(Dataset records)
····················

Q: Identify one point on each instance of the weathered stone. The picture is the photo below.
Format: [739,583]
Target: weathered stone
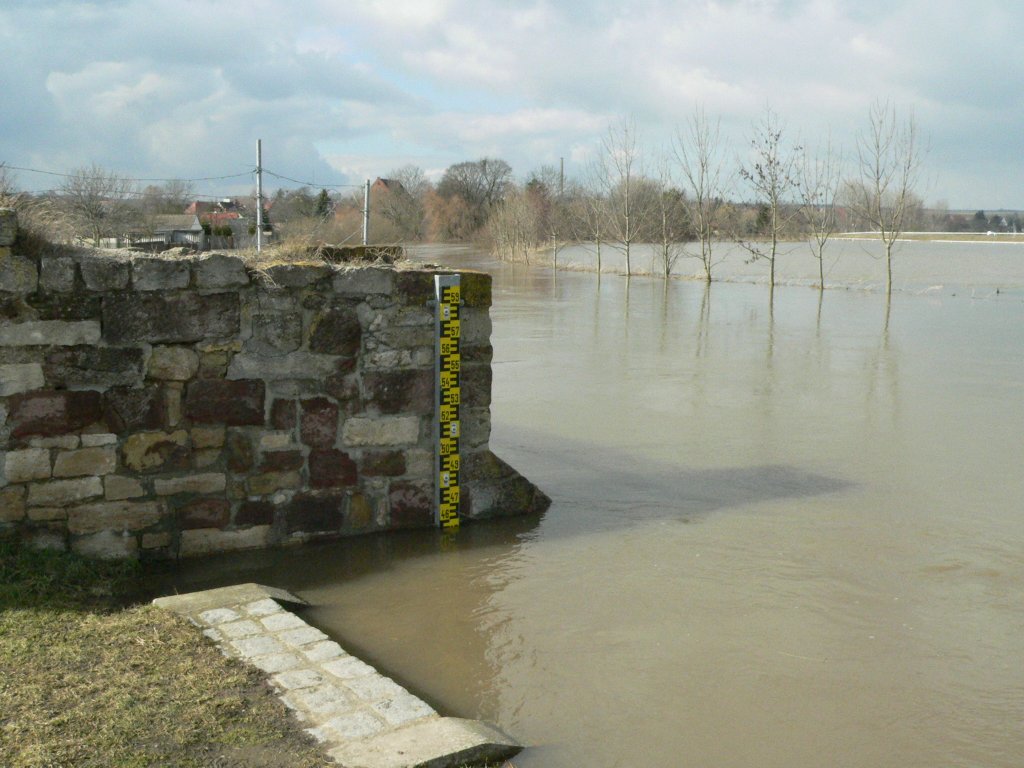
[58,493]
[360,282]
[147,451]
[8,226]
[411,505]
[117,487]
[17,273]
[330,469]
[56,273]
[220,270]
[75,306]
[399,391]
[275,334]
[159,274]
[157,317]
[206,541]
[104,273]
[105,545]
[318,424]
[383,463]
[204,437]
[49,333]
[296,275]
[173,364]
[100,438]
[336,331]
[269,482]
[309,512]
[156,541]
[49,413]
[254,513]
[213,482]
[386,430]
[297,365]
[92,366]
[282,461]
[20,377]
[11,504]
[205,513]
[27,465]
[220,401]
[90,461]
[133,409]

····················

** WHAT IS REQUIRED **
Across all the lines above, repeat the wording exactly and omit the pictures.

** TASK RESULT **
Q: Identify one point on each instance of the weathered stone. The picture is the photo below.
Format: [739,583]
Target: weathered stone
[58,493]
[360,282]
[147,451]
[8,226]
[411,505]
[117,487]
[17,273]
[330,469]
[56,273]
[220,270]
[75,306]
[399,391]
[275,334]
[159,274]
[157,317]
[206,541]
[104,273]
[105,545]
[318,424]
[383,463]
[204,437]
[49,333]
[296,275]
[173,364]
[100,438]
[336,331]
[269,482]
[309,512]
[156,541]
[49,413]
[254,513]
[213,482]
[386,430]
[297,365]
[92,366]
[282,461]
[20,377]
[11,504]
[205,513]
[27,465]
[220,401]
[90,461]
[133,409]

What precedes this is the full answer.